Records from a data source:

--- --- ---

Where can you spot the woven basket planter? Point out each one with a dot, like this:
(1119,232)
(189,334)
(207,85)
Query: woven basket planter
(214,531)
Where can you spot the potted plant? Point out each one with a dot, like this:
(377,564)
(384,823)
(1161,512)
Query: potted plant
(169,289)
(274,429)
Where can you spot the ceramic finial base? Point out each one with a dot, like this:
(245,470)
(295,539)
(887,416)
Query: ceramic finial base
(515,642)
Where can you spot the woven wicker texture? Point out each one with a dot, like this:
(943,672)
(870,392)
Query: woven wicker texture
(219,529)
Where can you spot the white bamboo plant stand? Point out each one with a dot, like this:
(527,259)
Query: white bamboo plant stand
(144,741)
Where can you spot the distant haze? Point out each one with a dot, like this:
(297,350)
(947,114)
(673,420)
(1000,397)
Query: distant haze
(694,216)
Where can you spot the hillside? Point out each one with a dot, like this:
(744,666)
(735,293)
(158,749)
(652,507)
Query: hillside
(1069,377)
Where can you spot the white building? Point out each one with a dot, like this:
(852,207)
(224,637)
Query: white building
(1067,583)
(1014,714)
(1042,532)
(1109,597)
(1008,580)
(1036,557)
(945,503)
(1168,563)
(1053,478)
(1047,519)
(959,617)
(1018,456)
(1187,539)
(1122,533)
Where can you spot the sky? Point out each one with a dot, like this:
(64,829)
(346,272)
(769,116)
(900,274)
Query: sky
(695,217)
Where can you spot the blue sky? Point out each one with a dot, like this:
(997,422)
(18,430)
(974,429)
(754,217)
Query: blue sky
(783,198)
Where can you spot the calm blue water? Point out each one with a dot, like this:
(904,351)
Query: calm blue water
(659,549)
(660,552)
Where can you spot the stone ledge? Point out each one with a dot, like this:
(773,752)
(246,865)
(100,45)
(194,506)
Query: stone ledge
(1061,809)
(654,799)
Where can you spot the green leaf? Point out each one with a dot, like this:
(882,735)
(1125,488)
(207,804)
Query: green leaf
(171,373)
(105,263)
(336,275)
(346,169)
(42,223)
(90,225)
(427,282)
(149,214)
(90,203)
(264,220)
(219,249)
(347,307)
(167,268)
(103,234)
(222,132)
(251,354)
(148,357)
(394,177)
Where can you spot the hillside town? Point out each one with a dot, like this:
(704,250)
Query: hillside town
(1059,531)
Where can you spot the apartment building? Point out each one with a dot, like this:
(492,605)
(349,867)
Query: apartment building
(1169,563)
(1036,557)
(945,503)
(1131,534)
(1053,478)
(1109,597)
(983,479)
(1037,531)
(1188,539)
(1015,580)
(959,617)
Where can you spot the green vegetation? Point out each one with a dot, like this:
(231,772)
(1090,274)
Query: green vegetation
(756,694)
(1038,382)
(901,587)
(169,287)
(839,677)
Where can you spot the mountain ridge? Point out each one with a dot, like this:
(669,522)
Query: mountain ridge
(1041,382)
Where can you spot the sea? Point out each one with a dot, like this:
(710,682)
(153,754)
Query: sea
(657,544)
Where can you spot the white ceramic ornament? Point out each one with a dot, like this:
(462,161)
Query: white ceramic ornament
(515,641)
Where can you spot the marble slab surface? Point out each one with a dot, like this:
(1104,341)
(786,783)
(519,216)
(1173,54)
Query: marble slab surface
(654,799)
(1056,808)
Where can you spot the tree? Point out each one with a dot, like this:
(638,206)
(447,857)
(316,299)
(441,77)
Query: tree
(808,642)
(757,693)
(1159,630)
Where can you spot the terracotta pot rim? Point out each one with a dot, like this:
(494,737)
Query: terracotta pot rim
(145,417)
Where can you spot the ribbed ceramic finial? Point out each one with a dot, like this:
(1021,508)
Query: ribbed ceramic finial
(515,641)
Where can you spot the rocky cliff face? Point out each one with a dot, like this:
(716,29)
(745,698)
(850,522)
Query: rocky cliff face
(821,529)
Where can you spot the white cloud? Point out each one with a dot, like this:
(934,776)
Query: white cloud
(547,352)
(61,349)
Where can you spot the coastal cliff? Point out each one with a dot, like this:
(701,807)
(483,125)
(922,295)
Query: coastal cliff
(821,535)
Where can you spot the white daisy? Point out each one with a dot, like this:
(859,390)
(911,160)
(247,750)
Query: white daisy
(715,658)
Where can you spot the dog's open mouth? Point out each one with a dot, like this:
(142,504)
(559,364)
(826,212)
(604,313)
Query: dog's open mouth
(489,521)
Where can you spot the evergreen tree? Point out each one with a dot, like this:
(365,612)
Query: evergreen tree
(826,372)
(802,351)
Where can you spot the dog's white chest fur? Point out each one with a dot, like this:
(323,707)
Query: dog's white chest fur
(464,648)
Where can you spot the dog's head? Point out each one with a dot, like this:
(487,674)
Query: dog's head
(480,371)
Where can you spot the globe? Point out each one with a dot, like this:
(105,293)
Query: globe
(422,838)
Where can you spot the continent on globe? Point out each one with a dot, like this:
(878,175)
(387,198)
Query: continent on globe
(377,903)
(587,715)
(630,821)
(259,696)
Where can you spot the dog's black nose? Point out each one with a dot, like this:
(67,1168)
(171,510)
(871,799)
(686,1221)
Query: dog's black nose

--- --- ---

**WHAT THIS TASK INVOLVES:** Print the whole listing exactly as it is.

**RESPONSE TO THE EXERCISE:**
Where can you spot the woven basket planter? Point out each one with a dot, like this:
(1119,232)
(189,334)
(207,85)
Query: woven basket planter
(214,531)
Where can you spot the potted plant? Point out each one with a dot, like this:
(377,564)
(384,823)
(1161,512)
Query: potted plant
(169,289)
(274,429)
Where can you spot the ceramic finial base? Point out each one with a dot, like this:
(245,470)
(295,539)
(887,416)
Query: ceramic finial base
(515,642)
Where can you spot the woven wicker texture? Point out each one with a dot, like this:
(943,672)
(870,392)
Query: woven wicker texture
(219,529)
Where can you spot the white bamboo plant stand? Point out each one with a dot, like this:
(527,259)
Query: white bamboo plant stand
(144,741)
Where can you spot the distant haze? Point out each one with a dot, like this:
(297,350)
(947,114)
(673,420)
(1000,397)
Query: distant haze
(694,216)
Where can you spot the hillside? Point out each one with a dot, like this:
(744,666)
(735,293)
(158,749)
(652,507)
Query: hillside
(1069,377)
Where can you spot the white building? Point out each one with a dot, like this:
(852,207)
(224,637)
Query: white building
(1067,583)
(1014,714)
(1042,532)
(1109,597)
(1008,580)
(1036,557)
(945,503)
(1168,563)
(1053,478)
(1047,519)
(959,617)
(1018,456)
(1187,539)
(1122,533)
Where can you spot the sky? Point out each one with a dot, like this:
(64,829)
(346,272)
(769,116)
(900,274)
Query: sky
(695,217)
Where can you spot the blue sky? Point out each one with a dot, like this:
(997,422)
(18,430)
(974,429)
(754,217)
Query: blue sky
(783,198)
Where can you spot the calm blue water? Point out each one with a dot, like this:
(904,351)
Query: calm blue water
(659,549)
(660,552)
Where can you spot the stone ledge? Point out each one with a dot, like this:
(773,752)
(246,865)
(100,45)
(194,506)
Query: stone ledge
(1061,809)
(654,799)
Where can you spot the green leaf? Point out each one with a dot, like this:
(882,735)
(1125,488)
(207,804)
Query: green leaf
(171,373)
(105,263)
(336,275)
(346,169)
(42,223)
(90,225)
(427,282)
(149,214)
(90,203)
(264,220)
(219,249)
(347,307)
(167,268)
(103,234)
(222,132)
(251,354)
(148,357)
(394,177)
Where can you spot the hillside town? Point out each one with a dot, like this:
(704,250)
Query: hillside town
(1059,531)
Where can you spot the apartment building? Point out each one with a dot, like this:
(492,605)
(349,867)
Query: apartment building
(1169,563)
(1036,557)
(945,503)
(1131,534)
(1053,478)
(1109,597)
(983,479)
(1037,531)
(1188,539)
(1015,580)
(959,617)
Where can you spot the green vegetation? Point out each one with a dot, like this:
(231,772)
(1090,274)
Query: green vegetation
(756,694)
(1038,382)
(901,587)
(169,287)
(839,677)
Where can you spot the mountain ridge? Point out each one with a dot, like this:
(669,522)
Query: mountain ridge
(1041,382)
Where can you spot the sea? Point out each one with a dot, like this:
(710,682)
(153,754)
Query: sea
(657,544)
Where can you spot the white ceramic ornament? Point out each one with a dot, like this:
(462,161)
Query: white ceramic ornament
(515,641)
Where can you spot the marble slab surface? Point out each one with a dot, like this:
(1104,341)
(786,783)
(519,216)
(1173,54)
Query: marble slab surface
(654,799)
(1056,808)
Where can you spot the tree? Point out each one with a dot, like this:
(638,206)
(447,857)
(316,299)
(441,77)
Query: tree
(808,642)
(757,693)
(1159,630)
Where can you spot the terracotta pot rim? Point out each one with a dot, like this:
(494,737)
Query: terracotta pot rim
(145,417)
Where can you spot the ribbed ceramic finial? Point out each one with a dot, like this:
(1021,508)
Query: ribbed ceramic finial
(515,641)
Where can you spot the rocky cliff face? Point out each one with a dot, like this:
(716,29)
(745,698)
(850,522)
Query: rocky cliff face
(821,529)
Where can you spot the white cloud? Point out each one with a dot, like this:
(934,776)
Query: white cloud
(547,352)
(61,349)
Where can you spot the coastal cliff? Point out each one with a dot, like this:
(701,807)
(483,125)
(922,295)
Query: coastal cliff
(821,535)
Where can you spot the white daisy? Point out each one with a dot, like this:
(859,390)
(911,160)
(247,750)
Query: white daisy
(715,658)
Where can you spot the dog's open mouth? Point out each one with a dot, like this:
(142,504)
(559,364)
(826,212)
(604,313)
Query: dog's open mouth
(489,521)
Where can you spot the evergreen tree? Point out each one with a dot, like this:
(365,612)
Query: evergreen tree
(826,372)
(802,351)
Where can you spot the dog's white chest fur? Point out each one with a dot, like this:
(323,707)
Query: dog's white chest fur
(464,648)
Where can you spot the dog's head? Point out each one with a dot, like this:
(487,674)
Query: dog's head
(480,371)
Where can you spot the globe? Point out each one with a dot, like this:
(105,293)
Query: globe
(422,838)
Where can you spot the continent on globe? Point out each one with a dot, like this:
(878,175)
(387,198)
Query: continent on globe
(377,903)
(587,715)
(630,821)
(259,696)
Where can you spot the dog's black nose? Point out each one with a dot, like this:
(67,1168)
(171,510)
(871,799)
(686,1221)
Query: dog's black nose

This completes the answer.